» **Task to carry out**:
Copy out each line below exactly as it appears.

— BEGIN Data supplied —

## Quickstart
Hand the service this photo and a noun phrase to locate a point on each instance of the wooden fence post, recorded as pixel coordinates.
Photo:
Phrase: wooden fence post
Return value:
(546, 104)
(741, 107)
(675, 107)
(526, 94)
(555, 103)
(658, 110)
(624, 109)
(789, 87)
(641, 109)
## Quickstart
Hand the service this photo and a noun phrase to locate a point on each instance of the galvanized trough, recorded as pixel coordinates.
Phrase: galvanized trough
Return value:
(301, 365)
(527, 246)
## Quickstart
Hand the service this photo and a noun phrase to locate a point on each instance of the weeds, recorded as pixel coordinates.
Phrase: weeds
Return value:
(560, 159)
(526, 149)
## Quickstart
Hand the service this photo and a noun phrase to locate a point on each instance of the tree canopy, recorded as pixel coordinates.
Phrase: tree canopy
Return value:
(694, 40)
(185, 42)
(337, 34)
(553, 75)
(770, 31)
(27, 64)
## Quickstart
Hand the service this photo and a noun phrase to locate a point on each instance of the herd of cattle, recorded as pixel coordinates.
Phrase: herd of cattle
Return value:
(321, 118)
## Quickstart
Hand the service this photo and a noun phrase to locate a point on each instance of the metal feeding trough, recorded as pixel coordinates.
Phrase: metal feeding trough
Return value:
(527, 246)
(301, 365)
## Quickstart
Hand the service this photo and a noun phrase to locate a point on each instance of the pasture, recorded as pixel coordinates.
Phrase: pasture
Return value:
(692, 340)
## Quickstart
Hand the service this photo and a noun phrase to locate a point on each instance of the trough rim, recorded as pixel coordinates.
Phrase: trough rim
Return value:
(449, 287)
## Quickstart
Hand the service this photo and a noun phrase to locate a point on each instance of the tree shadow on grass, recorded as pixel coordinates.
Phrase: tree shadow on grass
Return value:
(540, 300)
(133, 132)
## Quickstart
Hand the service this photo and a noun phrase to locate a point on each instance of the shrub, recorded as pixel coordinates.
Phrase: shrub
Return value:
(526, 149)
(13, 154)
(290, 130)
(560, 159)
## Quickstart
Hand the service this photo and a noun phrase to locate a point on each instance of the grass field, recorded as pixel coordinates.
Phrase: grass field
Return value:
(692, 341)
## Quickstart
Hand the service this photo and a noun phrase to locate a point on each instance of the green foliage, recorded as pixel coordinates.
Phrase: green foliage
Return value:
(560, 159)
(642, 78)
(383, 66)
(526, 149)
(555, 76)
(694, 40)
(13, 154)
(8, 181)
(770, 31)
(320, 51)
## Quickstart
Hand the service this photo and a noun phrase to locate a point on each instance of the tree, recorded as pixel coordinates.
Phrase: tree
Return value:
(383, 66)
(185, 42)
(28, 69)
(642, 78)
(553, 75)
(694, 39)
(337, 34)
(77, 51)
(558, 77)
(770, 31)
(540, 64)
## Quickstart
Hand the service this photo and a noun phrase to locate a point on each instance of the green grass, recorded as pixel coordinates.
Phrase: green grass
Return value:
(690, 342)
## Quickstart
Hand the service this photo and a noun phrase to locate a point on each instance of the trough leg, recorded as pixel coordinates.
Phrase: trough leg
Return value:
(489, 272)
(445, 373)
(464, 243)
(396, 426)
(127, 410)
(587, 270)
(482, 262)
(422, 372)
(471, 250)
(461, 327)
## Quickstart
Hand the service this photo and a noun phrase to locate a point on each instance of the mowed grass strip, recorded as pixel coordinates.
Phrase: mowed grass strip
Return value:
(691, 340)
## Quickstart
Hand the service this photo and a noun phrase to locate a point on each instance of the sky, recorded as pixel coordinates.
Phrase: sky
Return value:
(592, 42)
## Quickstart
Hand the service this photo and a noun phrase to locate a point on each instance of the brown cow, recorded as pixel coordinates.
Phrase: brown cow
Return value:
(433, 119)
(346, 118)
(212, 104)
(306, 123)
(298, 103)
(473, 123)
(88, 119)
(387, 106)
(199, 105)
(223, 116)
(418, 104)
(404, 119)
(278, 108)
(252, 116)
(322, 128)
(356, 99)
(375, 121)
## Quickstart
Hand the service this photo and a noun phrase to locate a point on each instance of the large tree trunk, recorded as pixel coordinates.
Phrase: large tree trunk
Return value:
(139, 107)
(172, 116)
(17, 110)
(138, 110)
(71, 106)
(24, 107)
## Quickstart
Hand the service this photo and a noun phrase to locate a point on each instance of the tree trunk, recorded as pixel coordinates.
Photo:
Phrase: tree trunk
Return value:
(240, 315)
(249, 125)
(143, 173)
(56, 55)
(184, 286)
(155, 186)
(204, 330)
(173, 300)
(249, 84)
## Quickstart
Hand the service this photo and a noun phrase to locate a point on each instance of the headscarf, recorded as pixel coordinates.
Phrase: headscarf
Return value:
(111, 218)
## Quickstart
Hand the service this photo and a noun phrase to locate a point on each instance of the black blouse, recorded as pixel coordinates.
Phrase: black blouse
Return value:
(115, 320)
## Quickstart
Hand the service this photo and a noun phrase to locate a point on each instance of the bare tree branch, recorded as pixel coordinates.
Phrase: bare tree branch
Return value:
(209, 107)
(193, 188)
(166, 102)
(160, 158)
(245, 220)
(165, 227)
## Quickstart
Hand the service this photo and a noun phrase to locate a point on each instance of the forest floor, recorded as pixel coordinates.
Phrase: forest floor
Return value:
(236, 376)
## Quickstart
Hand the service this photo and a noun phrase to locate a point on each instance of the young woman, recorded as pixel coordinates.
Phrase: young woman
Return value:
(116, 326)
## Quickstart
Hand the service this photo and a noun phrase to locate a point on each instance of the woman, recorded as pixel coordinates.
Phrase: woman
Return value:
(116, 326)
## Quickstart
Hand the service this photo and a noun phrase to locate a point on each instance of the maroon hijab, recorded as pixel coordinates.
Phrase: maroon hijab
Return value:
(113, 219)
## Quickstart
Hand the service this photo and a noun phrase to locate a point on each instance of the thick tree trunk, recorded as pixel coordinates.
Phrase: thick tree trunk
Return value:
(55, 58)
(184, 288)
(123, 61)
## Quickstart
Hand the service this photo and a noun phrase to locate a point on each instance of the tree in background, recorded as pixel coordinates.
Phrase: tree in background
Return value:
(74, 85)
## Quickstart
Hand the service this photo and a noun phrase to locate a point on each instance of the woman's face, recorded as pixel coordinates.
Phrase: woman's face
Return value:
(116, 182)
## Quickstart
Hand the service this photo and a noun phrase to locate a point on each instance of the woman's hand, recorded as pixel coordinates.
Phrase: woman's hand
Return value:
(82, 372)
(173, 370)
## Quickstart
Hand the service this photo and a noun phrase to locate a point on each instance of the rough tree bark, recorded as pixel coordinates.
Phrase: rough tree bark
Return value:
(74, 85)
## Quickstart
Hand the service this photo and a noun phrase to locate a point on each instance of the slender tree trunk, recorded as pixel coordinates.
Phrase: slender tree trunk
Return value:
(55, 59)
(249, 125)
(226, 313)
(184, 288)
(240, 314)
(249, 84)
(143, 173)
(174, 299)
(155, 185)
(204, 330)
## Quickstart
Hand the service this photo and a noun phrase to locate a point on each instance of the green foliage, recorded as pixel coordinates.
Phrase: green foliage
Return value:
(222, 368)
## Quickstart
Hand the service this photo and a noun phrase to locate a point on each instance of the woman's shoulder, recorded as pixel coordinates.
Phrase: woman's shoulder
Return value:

— END Data supplied —

» **Exercise response**:
## Quickstart
Hand the service this photo and a noun phrase to locate a point on each instance of the wooden fence post, recorded as pixel coordinates.
Photo:
Phrase: wooden fence post
Return value:
(546, 104)
(741, 107)
(675, 107)
(526, 94)
(555, 103)
(658, 110)
(624, 109)
(789, 87)
(641, 109)
## Quickstart
Hand the service this photo and a noun phrase to locate a point on each instance of the galvanized trough, recorded as pixel coordinates.
Phrase: galvanized trough
Return value:
(301, 365)
(527, 246)
## Quickstart
Hand the service this photo and a noun phrase to locate a point on each instance of the weeds, recorded as pixel coordinates.
Phrase: weeds
Return value:
(560, 159)
(526, 149)
## Quickstart
Hand the service this photo and a noun phrase to locate a point on each instance of the tree canopy, recorded as pixel coordinates.
Phrase: tree canopy
Return value:
(694, 40)
(185, 42)
(337, 34)
(553, 75)
(770, 31)
(27, 64)
## Quickstart
Hand the service this photo and a noun phrase to locate a point on each instance of the herd of cattle, recorded as pixel coordinates.
Phrase: herd of cattle
Return value:
(321, 118)
## Quickstart
Hand the service this photo and a noun phrase to locate a point on each instance of the metal feeding trough, recorded as pixel coordinates.
Phrase: metal feeding trough
Return value:
(527, 246)
(301, 365)
## Quickstart
Hand the service this photo and a noun phrase to locate a point on each instance of the pasture, recorded as pixel coordinates.
Phrase: pasture
Return value:
(692, 340)
## Quickstart
Hand the service this photo and a noun phrase to locate a point on each instance of the trough rim, recorded as pixel coordinates.
Phrase: trough rim
Return value:
(449, 287)
## Quickstart
Hand the service this photo and a noun phrase to locate a point on each instance of the tree shadow on grass, recorded as pixel coordinates.
Phrase: tree shadow on grass
Return value:
(540, 300)
(133, 132)
## Quickstart
Hand the service this photo and a noun phrase to locate a point on each instance of the shrub, recorded as pixel coordinates.
Phrase: shrub
Return value:
(526, 149)
(13, 154)
(290, 130)
(560, 159)
## Quickstart
Hand the service this photo and a noun phrase to locate a point on each instance of the grass field, recorded as pixel coordinates.
Phrase: grass field
Return value:
(692, 341)
## Quickstart
Hand the service this photo and a noun phrase to locate a point on each instance of the green foliage, recorded as pixel coordinates.
Phrase: green foliage
Return value:
(560, 159)
(642, 78)
(383, 66)
(526, 149)
(555, 76)
(694, 40)
(13, 154)
(8, 181)
(770, 31)
(320, 51)
## Quickstart
Hand the service this photo and a noun phrase to locate a point on each instance of the tree, recorded as pixel coordinates.
Phrase: tree
Return value:
(383, 66)
(185, 42)
(28, 69)
(642, 78)
(553, 75)
(694, 39)
(337, 34)
(77, 51)
(558, 77)
(770, 31)
(540, 64)
## Quickstart
Hand the service this photo and a noun phrase to locate a point on each instance of the green grass, recorded as pixel coordinates.
Phrase: green grass
Return value:
(690, 342)
## Quickstart
Hand the service this photo and a noun phrase to locate a point on each instance of the trough leg, recorded as pixel coordinates.
Phrase: trough leg
Return value:
(489, 272)
(445, 373)
(464, 243)
(396, 426)
(127, 410)
(587, 270)
(482, 262)
(422, 372)
(471, 250)
(461, 327)
## Quickstart
Hand the service this photo and a noun phrase to locate a point on each instance of the mowed grass strip, recorded as pixel coordinates.
Phrase: mowed grass strip
Return value:
(691, 340)
## Quickstart
Hand the service this photo and a noun phrase to locate a point on each instance of the sky, recorded as pixel coordinates.
Phrase: sky
Return value:
(592, 42)
## Quickstart
Hand the service this photo and a noun phrase to locate a point on each instance of the brown cow, recorded as pixel coordinates.
Phrase: brown cow
Return value:
(433, 119)
(346, 118)
(212, 104)
(306, 123)
(298, 103)
(473, 123)
(88, 119)
(387, 106)
(199, 105)
(223, 116)
(418, 104)
(404, 119)
(278, 108)
(252, 116)
(322, 128)
(356, 99)
(375, 121)
## Quickstart
Hand the service this photo and a noun phrase to locate a point on each instance of the large tree trunk, recorded as pixel coordinates.
Phrase: large tree trunk
Return value:
(139, 107)
(172, 116)
(17, 110)
(138, 110)
(71, 106)
(24, 107)
## Quickstart
Hand the service this photo and a noun phrase to locate a point on each instance of the tree trunk, recorded as pixel coordinates.
Photo:
Phrase: tree trunk
Return value:
(240, 315)
(249, 125)
(143, 173)
(56, 55)
(184, 286)
(155, 186)
(204, 330)
(173, 300)
(249, 84)
## Quickstart
Hand the service this photo and a noun phrase to locate a point on each instance of the headscarf, recorded as pixel coordinates.
Phrase: headscarf
Return value:
(111, 218)
## Quickstart
Hand the service this photo and a noun phrase to locate a point on each instance of the black blouse, recorded as pixel coordinates.
Phrase: black blouse
Return value:
(115, 320)
## Quickstart
Hand the service this photo and a noun phrase to locate a point on each instance of the bare tree branch, recorded as pixel coordinates.
Phrase: bare tree branch
Return value:
(209, 107)
(193, 188)
(166, 102)
(160, 158)
(245, 220)
(165, 227)
## Quickstart
Hand the service this photo and a noun phrase to locate a point on each instance of the forest floor, recorded as pixel coordinates.
Phrase: forest floor
Return value:
(236, 376)
## Quickstart
Hand the service this photo and a noun phrase to locate a point on each instance of the young woman, recorded as pixel coordinates.
Phrase: young woman
Return value:
(116, 326)
## Quickstart
Hand the service this photo and a noun phrase to locate a point on each instance of the woman, recorded as pixel coordinates.
Phrase: woman
Return value:
(116, 326)
## Quickstart
Hand the service this photo and a noun phrase to locate a point on each instance of the maroon hijab, recorded as pixel coordinates.
Phrase: maroon hijab
Return value:
(113, 219)
## Quickstart
Hand the service this photo and a noun phrase to locate a point on each instance of the thick tree trunk, recorded as pixel coordinates.
Phrase: thick tree trunk
Return value:
(55, 58)
(184, 288)
(123, 61)
## Quickstart
Hand the service this photo and a noun phrase to locate a point on each instance of the tree in background, recorded as pixel coordinates.
Phrase: tree in background
Return value:
(74, 85)
## Quickstart
Hand the service this photo and a noun phrase to locate a point on each instance of the woman's face, recorded as pixel coordinates.
Phrase: woman's face
Return value:
(116, 182)
## Quickstart
Hand the service this photo and a noun phrase to locate a point on each instance of the woman's hand, recorded as pixel coordinates.
Phrase: woman's hand
Return value:
(82, 372)
(173, 370)
## Quickstart
Hand the service this photo and a noun phrase to locate a point on each instance of the rough tree bark, recorded as pixel coordinates.
Phrase: rough tree bark
Return value:
(74, 85)
## Quickstart
Hand the service this photo and a noun phrase to locate a point on each instance of the slender tree trunk, recorded as pixel coordinates.
Phrase: slender tree trunk
Return value:
(55, 59)
(249, 125)
(226, 313)
(184, 288)
(240, 314)
(249, 84)
(143, 173)
(174, 299)
(155, 185)
(204, 330)
## Quickstart
Hand the service this photo and a noun phrase to locate a point on each instance of the green foliage, recorded as pixel coordinates.
Phrase: green foliage
Return value:
(222, 368)
## Quickstart
Hand the service this photo and a noun phrase to locate a point on each instance of the woman's shoulder, recorded as pixel coordinates.
Phrase: woman's shoulder
Return value:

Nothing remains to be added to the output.